**Description of the task**
Edit the part of the records that opens with the line containing "Mark every instance of the airplane wing" and closes with the line containing "x=1134 y=542": give those lines again with "metal roof" replaced by "tin roof" and nothing else changed.

**Source data**
+ + + + + + +

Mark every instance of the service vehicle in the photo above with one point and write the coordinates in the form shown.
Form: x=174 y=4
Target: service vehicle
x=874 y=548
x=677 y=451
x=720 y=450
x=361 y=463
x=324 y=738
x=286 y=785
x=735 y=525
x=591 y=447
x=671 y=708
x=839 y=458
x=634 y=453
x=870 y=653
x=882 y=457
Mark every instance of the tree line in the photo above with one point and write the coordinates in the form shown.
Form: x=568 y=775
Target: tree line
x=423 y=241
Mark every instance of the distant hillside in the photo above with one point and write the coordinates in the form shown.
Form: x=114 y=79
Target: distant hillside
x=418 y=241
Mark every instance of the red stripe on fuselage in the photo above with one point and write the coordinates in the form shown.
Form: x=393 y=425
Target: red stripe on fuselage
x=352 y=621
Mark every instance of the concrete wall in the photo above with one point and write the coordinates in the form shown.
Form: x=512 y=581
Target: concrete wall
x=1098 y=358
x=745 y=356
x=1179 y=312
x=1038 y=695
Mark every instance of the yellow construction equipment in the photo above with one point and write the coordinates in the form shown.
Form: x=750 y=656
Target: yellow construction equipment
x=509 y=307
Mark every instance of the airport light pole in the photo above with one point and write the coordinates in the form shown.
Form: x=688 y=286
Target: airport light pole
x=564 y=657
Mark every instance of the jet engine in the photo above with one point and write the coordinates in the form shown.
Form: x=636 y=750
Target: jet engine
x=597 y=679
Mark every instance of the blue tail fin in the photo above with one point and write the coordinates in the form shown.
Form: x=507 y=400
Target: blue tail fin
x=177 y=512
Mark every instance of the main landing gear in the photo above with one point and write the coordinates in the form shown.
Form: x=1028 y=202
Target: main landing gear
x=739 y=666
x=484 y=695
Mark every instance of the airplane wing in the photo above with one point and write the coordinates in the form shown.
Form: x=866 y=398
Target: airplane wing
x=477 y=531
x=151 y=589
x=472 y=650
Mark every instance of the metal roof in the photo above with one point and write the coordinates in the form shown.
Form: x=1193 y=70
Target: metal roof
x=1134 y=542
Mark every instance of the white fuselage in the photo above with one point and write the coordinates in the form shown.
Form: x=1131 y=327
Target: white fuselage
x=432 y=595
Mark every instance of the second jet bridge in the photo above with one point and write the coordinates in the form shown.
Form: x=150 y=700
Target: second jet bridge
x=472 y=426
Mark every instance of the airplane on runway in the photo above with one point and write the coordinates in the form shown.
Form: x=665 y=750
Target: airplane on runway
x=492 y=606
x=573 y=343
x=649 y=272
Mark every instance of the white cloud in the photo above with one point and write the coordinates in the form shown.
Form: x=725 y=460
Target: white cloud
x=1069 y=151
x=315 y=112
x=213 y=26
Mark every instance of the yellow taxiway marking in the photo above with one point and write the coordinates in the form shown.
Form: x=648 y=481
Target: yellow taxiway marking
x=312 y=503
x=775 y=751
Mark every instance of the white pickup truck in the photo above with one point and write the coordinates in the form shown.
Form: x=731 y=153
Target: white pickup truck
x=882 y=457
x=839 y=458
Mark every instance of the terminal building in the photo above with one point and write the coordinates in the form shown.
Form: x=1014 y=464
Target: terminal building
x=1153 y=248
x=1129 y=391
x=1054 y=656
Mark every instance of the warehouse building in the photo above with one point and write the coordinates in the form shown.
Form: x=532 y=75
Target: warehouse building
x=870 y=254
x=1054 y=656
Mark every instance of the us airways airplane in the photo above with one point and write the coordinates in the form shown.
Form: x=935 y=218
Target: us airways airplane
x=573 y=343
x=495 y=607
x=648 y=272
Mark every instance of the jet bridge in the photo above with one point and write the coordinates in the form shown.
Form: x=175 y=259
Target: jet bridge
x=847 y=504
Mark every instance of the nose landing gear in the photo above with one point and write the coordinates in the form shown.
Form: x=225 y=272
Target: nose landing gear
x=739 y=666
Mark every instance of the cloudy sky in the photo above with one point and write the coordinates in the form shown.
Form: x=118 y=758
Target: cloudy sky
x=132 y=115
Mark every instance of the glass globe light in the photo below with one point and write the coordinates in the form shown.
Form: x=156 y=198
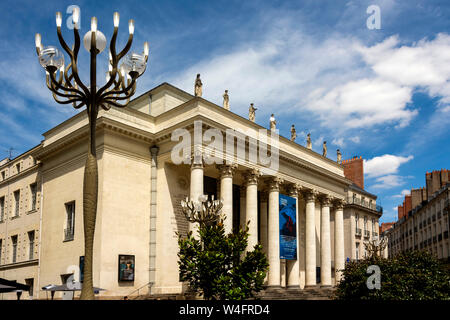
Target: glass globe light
x=100 y=41
x=51 y=58
x=134 y=64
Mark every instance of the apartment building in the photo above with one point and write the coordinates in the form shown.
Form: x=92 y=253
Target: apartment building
x=20 y=204
x=423 y=221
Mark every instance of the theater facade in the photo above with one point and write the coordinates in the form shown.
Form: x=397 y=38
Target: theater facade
x=150 y=158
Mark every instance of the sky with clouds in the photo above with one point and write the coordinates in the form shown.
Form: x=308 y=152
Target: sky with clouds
x=383 y=94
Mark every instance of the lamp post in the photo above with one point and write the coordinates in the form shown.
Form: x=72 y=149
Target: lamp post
x=67 y=88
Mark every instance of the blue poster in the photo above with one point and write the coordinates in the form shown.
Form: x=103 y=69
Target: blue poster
x=288 y=228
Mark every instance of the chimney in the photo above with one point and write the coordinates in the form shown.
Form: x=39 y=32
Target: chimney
x=354 y=170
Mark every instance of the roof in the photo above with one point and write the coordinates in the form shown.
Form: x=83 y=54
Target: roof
x=356 y=188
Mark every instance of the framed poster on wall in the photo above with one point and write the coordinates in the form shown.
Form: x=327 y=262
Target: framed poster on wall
x=81 y=268
x=126 y=267
x=288 y=228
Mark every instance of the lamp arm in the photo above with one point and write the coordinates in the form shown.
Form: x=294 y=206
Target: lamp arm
x=55 y=85
x=74 y=58
x=131 y=86
x=114 y=103
x=115 y=60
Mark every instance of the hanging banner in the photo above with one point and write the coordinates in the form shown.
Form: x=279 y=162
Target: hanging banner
x=288 y=228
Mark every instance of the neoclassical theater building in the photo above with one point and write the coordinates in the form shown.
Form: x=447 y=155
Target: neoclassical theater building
x=141 y=186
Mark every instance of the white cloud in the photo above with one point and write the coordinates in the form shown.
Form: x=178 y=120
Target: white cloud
x=338 y=142
x=402 y=194
x=424 y=64
x=384 y=165
x=388 y=181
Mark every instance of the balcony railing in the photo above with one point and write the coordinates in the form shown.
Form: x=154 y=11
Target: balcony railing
x=365 y=204
x=68 y=234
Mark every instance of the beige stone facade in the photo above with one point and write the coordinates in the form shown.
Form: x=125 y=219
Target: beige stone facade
x=425 y=227
x=361 y=215
x=141 y=187
x=20 y=212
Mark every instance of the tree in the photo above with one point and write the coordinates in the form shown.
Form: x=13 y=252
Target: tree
x=412 y=275
x=216 y=266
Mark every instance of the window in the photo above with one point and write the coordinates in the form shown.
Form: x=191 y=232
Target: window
x=31 y=245
x=70 y=221
x=14 y=248
x=17 y=202
x=33 y=189
x=357 y=251
x=30 y=282
x=2 y=208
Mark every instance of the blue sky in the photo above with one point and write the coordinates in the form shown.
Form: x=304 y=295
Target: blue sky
x=380 y=94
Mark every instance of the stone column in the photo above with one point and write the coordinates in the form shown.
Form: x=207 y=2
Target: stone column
x=226 y=194
x=196 y=187
x=310 y=237
x=251 y=206
x=242 y=191
x=273 y=236
x=263 y=224
x=293 y=270
x=339 y=259
x=325 y=243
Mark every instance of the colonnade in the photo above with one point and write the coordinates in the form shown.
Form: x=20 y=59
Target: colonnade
x=269 y=229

+ + + + + + +

**Answer to the problem**
Mark every instance of the airplane wing in the photo above with one point and write the coordinates in the form shown.
Form: x=866 y=398
Target: airplane wing
x=477 y=531
x=151 y=589
x=472 y=650
Mark every instance of the tin roof in the photo above with one point and write the coordinates in the form shown.
Form: x=1193 y=70
Target: tin roof
x=1134 y=542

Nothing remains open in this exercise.